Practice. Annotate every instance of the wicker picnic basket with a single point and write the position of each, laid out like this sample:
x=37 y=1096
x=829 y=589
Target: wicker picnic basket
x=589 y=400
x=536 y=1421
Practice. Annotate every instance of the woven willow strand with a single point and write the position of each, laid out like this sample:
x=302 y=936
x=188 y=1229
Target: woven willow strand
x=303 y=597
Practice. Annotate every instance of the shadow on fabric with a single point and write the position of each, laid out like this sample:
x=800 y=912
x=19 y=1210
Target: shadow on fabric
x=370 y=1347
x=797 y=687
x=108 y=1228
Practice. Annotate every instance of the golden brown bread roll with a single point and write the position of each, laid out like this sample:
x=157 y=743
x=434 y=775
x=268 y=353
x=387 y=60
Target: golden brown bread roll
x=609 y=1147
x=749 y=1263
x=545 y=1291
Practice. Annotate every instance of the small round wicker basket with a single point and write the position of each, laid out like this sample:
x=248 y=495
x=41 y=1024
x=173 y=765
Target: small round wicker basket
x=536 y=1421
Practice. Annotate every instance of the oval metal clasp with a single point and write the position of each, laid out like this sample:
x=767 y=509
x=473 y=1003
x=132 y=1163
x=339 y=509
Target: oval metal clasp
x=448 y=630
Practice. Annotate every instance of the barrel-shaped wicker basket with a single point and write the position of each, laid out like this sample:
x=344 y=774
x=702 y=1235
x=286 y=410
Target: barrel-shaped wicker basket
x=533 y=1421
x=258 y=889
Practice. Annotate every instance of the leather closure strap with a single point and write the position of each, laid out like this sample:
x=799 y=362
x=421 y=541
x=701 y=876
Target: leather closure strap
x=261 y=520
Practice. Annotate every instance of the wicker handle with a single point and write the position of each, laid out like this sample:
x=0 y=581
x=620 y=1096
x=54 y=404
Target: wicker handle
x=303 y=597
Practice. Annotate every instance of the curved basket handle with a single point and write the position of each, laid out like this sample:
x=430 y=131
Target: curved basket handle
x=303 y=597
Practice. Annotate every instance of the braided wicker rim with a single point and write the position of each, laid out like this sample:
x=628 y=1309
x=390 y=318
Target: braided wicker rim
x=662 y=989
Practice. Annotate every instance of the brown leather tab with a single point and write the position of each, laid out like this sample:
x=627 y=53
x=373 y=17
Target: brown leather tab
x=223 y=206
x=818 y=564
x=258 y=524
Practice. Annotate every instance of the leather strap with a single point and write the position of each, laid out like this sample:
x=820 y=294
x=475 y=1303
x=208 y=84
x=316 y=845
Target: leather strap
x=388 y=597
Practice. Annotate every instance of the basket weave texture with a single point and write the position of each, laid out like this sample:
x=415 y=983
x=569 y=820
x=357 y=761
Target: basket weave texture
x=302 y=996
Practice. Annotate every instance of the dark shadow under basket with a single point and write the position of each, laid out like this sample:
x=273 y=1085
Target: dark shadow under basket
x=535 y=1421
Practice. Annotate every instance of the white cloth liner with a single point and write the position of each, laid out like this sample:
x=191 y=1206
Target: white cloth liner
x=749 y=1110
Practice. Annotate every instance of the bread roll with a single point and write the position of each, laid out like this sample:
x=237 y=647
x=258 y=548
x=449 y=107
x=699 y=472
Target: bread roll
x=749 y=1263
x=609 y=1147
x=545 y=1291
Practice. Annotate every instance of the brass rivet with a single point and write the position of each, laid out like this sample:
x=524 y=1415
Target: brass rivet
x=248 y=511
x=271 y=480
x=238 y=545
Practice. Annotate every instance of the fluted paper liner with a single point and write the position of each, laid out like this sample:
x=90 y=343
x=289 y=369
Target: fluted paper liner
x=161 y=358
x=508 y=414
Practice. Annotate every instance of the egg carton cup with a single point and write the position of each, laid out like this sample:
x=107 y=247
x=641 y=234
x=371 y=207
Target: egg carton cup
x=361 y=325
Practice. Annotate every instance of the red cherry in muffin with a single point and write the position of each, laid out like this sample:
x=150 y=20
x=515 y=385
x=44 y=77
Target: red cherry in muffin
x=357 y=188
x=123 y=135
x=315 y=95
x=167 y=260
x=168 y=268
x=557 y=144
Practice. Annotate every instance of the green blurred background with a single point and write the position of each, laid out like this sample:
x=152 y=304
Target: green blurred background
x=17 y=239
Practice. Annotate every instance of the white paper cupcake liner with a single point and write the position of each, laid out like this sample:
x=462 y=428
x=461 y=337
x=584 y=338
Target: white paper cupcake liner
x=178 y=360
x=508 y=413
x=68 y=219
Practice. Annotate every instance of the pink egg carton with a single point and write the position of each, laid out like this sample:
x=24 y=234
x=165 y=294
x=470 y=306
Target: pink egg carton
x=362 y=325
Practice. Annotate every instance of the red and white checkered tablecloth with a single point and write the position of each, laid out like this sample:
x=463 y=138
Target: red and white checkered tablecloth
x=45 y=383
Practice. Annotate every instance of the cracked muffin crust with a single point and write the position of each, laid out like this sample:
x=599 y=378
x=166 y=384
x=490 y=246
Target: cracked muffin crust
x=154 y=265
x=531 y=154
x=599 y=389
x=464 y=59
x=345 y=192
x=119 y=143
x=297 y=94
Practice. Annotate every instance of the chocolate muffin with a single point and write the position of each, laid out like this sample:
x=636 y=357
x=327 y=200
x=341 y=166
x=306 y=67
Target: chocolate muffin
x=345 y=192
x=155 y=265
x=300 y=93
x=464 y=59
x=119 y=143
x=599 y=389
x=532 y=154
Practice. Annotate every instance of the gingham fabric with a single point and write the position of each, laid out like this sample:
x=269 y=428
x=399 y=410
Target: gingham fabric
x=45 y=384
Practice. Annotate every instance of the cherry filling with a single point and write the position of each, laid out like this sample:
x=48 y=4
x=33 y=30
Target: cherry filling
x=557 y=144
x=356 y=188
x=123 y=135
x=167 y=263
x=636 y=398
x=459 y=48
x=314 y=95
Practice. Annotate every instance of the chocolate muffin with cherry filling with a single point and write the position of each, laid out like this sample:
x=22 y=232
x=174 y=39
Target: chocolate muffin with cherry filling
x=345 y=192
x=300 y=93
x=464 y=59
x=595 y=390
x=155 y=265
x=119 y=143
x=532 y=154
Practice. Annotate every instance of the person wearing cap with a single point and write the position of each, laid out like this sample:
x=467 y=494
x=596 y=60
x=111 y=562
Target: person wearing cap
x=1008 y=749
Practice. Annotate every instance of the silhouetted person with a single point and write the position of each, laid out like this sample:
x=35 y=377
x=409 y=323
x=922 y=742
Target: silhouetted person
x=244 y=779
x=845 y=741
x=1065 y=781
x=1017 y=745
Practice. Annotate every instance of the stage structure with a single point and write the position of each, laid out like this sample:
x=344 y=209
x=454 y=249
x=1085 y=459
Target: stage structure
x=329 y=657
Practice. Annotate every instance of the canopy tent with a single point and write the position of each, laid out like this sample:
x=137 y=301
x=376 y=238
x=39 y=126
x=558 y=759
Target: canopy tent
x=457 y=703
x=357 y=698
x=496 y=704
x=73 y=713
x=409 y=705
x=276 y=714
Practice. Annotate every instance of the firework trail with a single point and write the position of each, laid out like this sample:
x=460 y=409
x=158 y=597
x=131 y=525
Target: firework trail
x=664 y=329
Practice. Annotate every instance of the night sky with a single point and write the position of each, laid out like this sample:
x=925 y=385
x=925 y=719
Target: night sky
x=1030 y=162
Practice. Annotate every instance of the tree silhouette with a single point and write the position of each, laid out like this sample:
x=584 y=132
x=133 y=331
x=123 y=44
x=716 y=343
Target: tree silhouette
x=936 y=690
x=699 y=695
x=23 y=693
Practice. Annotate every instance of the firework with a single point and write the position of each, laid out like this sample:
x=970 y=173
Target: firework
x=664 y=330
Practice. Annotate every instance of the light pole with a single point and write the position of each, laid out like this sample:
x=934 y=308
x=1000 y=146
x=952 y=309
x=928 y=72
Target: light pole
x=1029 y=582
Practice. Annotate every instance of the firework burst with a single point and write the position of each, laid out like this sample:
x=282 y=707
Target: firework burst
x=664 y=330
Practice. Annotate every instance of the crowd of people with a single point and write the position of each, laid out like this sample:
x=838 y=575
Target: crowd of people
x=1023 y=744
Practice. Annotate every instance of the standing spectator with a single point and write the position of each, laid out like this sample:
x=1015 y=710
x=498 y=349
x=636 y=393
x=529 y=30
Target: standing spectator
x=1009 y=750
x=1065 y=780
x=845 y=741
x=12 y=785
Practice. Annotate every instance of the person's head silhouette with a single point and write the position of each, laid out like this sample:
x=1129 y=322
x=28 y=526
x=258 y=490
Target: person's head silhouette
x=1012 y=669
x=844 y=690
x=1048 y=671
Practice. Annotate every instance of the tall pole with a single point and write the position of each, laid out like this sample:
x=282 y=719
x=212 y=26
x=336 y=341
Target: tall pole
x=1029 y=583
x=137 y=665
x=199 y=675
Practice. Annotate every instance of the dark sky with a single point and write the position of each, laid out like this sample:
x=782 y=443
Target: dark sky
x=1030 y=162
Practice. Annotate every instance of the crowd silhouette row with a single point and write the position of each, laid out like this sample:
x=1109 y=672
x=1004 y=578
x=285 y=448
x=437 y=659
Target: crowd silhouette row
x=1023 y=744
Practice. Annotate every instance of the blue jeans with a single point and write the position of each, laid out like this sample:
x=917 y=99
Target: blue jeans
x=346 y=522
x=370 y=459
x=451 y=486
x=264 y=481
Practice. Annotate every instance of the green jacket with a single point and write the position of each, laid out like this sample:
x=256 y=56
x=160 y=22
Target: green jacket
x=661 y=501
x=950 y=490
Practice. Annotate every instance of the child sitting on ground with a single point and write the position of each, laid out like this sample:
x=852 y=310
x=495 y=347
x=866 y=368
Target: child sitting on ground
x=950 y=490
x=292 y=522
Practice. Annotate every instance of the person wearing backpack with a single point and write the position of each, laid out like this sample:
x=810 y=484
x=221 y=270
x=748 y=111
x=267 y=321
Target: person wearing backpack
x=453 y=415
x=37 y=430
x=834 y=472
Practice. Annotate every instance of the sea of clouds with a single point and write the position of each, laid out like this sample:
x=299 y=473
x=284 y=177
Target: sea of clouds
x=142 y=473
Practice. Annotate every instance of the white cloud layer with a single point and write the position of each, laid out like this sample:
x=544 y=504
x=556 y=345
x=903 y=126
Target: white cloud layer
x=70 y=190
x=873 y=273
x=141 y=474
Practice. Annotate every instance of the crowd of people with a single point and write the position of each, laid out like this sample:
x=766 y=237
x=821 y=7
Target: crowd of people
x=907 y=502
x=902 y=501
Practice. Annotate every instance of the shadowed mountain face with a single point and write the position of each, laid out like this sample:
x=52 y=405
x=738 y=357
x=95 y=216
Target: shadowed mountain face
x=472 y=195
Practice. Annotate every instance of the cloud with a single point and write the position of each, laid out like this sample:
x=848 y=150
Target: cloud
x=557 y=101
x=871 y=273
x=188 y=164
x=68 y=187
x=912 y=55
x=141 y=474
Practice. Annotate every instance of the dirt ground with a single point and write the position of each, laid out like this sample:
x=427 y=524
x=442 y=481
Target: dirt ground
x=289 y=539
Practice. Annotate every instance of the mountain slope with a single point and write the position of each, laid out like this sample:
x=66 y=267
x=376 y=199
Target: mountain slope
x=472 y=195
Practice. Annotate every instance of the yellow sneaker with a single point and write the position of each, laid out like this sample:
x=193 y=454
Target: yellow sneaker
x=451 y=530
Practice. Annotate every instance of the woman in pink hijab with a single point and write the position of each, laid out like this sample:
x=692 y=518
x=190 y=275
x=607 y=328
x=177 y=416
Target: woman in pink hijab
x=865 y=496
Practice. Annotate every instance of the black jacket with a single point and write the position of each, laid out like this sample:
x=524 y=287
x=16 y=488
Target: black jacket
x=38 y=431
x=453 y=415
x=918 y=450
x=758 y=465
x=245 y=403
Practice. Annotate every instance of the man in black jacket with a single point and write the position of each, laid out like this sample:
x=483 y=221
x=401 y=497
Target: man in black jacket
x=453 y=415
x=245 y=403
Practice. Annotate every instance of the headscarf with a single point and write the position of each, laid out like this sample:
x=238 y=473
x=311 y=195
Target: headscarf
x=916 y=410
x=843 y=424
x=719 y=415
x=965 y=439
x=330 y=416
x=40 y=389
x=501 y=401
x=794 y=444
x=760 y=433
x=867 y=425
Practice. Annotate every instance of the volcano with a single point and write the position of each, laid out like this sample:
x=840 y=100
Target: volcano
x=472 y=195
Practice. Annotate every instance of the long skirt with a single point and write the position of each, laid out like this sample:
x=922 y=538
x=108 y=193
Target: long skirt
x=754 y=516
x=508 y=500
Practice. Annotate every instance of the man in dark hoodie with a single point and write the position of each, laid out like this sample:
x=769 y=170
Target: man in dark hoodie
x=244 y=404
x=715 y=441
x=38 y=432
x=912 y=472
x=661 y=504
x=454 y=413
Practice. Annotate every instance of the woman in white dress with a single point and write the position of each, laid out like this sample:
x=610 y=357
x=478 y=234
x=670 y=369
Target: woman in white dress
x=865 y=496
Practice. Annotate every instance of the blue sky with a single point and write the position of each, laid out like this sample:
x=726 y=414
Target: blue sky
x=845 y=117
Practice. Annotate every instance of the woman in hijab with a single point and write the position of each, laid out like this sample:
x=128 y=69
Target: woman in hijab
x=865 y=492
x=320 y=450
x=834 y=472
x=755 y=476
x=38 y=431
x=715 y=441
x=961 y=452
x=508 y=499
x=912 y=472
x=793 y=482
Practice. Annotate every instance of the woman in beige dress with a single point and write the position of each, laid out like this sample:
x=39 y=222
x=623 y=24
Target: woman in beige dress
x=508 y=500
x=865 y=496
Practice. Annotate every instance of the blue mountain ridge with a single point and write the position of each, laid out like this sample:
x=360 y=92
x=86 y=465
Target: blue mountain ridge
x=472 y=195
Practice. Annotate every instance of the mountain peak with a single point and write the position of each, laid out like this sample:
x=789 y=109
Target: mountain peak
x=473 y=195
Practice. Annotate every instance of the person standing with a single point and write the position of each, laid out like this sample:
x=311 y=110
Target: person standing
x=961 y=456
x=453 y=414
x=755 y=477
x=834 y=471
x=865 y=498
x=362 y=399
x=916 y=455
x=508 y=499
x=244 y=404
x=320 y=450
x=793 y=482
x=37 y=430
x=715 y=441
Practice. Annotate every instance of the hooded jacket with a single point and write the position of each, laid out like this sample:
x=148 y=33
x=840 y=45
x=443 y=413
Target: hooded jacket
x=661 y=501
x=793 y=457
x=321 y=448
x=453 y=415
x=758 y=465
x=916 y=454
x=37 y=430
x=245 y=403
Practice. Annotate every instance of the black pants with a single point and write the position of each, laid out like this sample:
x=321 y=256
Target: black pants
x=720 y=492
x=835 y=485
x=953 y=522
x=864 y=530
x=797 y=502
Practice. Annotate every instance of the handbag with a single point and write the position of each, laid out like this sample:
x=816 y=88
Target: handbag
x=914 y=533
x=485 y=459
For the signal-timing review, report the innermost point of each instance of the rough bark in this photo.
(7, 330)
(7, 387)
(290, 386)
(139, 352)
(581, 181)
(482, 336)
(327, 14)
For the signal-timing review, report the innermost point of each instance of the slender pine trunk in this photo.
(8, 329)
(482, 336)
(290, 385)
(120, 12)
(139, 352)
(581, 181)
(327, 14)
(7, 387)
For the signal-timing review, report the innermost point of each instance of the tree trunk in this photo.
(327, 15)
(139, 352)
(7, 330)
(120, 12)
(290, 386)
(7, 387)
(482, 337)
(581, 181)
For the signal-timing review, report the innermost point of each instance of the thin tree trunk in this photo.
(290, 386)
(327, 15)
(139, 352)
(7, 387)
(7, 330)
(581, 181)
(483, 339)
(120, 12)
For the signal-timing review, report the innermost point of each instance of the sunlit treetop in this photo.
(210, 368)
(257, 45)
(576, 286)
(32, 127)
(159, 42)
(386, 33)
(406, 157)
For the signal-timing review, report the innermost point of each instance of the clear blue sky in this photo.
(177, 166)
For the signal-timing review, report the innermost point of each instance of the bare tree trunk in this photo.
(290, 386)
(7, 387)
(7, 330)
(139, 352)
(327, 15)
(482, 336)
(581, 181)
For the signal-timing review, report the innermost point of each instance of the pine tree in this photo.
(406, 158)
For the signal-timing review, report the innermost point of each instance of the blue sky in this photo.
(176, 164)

---

### CHALLENGE
Output the records from the line containing "Practice. Annotate every instance of the child" through the line containing "x=142 y=473", inclusive, as a Markdown table with the columns Row and Line. Number each row and leave out any blank lines.

### CORRECT OUTPUT
| Row | Line |
|---|---|
| 1 | Practice. Annotate every instance of the child sitting on ground with a single point and write the position of each, laid out like this sample: |
| 2 | x=852 y=310 |
| 3 | x=495 y=347 |
| 4 | x=866 y=368 |
| 5 | Target: child sitting on ground |
| 6 | x=950 y=490 |
| 7 | x=292 y=522 |
| 8 | Practice. Annotate every instance of the person wearing backpack with a single point and write the position of each, laid out like this sample: |
| 9 | x=810 y=484 |
| 10 | x=221 y=270 |
| 11 | x=748 y=111 |
| 12 | x=267 y=321 |
| 13 | Target: person wearing backpack |
| 14 | x=453 y=415 |
| 15 | x=37 y=430 |
| 16 | x=834 y=472 |
| 17 | Practice. Annotate every instance of the sea of clouds with a single point and write the position of each, laid out like this sample: |
| 18 | x=299 y=473 |
| 19 | x=284 y=177 |
| 20 | Target: sea of clouds |
| 21 | x=142 y=473 |